:: SELECTED PASSAGE

FIGURE 1: US EPA Level IV Ecoregions
Modified From: US EPA Ecoregion Models Web Site
The Ecoregion classification for the State (FIGURE 1 above), provides a sub-county identification of areas with similar characteristics. The state is divided into three Level III regions (dark lines), and 13 level IV regions as follows:
58 Northeastern Highlands - The Northeastern Highlands comprise a relatively sparsely populated region characterized by nutrient poor soils blanketed by northern hardwood and spruce fir forests. Land-surface form in the region grades from low mountains in the southwest and central portions to open high hills in the northeast. Many of the numerous glacial lakes in this region have been acidified by sulfur depositions originating in industrialized areas upwind from the ecoregion to the west.
58a Taconic Mountains - An area of high hills and low mountains that contain the highest point in the state, Mt. Greylock. Streams are high gradient and lakes and ponds are rare. Vegetation is generally northern hardwoods with some spruce-fir at higher elevations.
58b Western New England Marble Valleys/Berkshire Valley/Houstonic and Hoosic Valleys - This area is drained by the Hoosic and Housatonic Rivers. This area harbors farms, evergreen forests, transition and northern hardwood forests, and calcareous fens. The limestone in the area creates alkaline lakes and streams.
58c Berkshire Highlands/Southern Green Mountains: The Deerfield, upper Westfield, Hoosic, and Housatonic Rivers drain this area. Lakes and ponds are relatively abundant. This area has deep soils that support northern hardwoods and spruce-fir forests.
58d Lower Berkshire Hills - Similar to the Berkshire Highlands with its common northern hardwoods, but lacks spruce-fir and harbors transition hardwoods. Lakes and ponds are relatively abundant.
58e Berkshire Transition - Forests are transition hardwoods and northern hardwoods. This area drains to the Westfield and Connecticut River basins.
58f Vermont Piedmont - Forests are transition hardwoods and northern hardwoods. Hills are sometimes quite steep. Surface waters are highly alkaline. This area drains to the Deerfield and Connecticut River basins.
58g Worcester Plateau - This area includes the most hilly areas of the central upland with a few high monadnocks and mountains. Forests are transition hardwoods and some northern hardwoods. Forested wetlands are common. Surface waters are acidic. Many major rivers drain this area.
59 Northeastern Coastal Zone - Like the Northeastern Highlands, the Northeastern Coastal Zone contains relatively nutrient poor soils and concentrations of continental glacial lakes, some of which are sensitive to acidification; however, this ecoregion contains considerably less surface irregularity and much greater concentrations of human population. Although attempts were made to farm much of the Northeastern Coastal Zone after the region was settled by Europeans, land use now mainly consists of forests and residential development.

::::

STATED PROBLEM 1
Please repeat the part of the ecoregion descriptions that begins at "58c Berkshire Highlands/Southern" and stops after "Westfield and Connecticut River basins.".
STATED PROBLEM 2
Translate this sentence from the ecoregion descriptions into Spanish: "The limestone in the area creates alkaline lakes and streams."
The listing after the ecoregion descriptions is separate material.

:: DATA EXTRACT

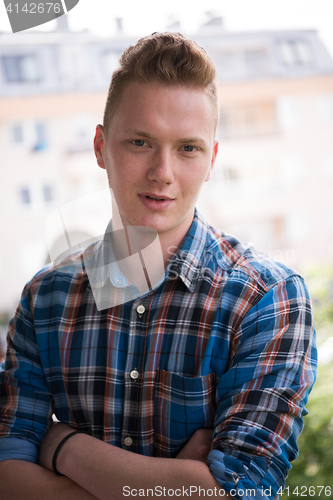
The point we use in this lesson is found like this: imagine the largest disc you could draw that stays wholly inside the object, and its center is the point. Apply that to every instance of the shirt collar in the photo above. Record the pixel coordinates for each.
(101, 265)
(187, 262)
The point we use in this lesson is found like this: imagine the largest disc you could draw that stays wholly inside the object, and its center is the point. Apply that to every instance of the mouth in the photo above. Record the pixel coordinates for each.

::::

FULL OUTPUT 1
58c Berkshire Highlands/Southern Green Mountains: The Deerfield, upper Westfield, Hoosic, and Housatonic Rivers drain this area. Lakes and ponds are relatively abundant. This area has deep soils that support northern hardwoods and spruce-fir forests.
58d Lower Berkshire Hills - Similar to the Berkshire Highlands with its common northern hardwoods, but lacks spruce-fir and harbors transition hardwoods. Lakes and ponds are relatively abundant.
58e Berkshire Transition - Forests are transition hardwoods and northern hardwoods. This area drains to the Westfield and Connecticut River basins.

FULL OUTPUT 2
La piedra caliza de la zona crea lagos y arroyos alcalinos.